- **Task**: Pull out every line in the entries below that contains the string "surface", and list those lines.

- **Records supplied**:
********

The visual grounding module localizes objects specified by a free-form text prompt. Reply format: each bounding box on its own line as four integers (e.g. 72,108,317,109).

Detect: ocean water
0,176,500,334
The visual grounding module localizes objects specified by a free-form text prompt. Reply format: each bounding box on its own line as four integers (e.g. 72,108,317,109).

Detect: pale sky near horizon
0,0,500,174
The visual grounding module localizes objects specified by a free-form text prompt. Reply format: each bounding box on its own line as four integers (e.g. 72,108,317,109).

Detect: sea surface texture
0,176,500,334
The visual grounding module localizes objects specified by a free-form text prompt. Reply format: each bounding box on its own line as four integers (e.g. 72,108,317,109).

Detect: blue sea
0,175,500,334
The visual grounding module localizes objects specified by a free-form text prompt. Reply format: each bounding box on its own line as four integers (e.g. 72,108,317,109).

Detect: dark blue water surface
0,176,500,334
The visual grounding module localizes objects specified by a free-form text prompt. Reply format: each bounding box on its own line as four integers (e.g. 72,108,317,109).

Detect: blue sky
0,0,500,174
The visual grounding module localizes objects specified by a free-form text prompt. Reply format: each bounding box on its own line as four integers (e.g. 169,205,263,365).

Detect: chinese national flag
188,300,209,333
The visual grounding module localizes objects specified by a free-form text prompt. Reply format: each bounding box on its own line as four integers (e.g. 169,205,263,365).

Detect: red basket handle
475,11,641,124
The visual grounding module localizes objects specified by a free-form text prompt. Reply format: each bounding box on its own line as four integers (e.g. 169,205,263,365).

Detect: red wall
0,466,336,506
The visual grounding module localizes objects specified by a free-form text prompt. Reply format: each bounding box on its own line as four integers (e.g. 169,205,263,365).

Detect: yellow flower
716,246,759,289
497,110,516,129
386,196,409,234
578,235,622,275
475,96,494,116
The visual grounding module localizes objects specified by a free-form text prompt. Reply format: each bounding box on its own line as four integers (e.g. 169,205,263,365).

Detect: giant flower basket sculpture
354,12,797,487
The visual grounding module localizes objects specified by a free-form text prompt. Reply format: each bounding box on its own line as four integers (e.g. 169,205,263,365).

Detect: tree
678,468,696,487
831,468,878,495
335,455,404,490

********

- **Response for this exercise**:
Detect: sea surface texture
Detect: dark blue water surface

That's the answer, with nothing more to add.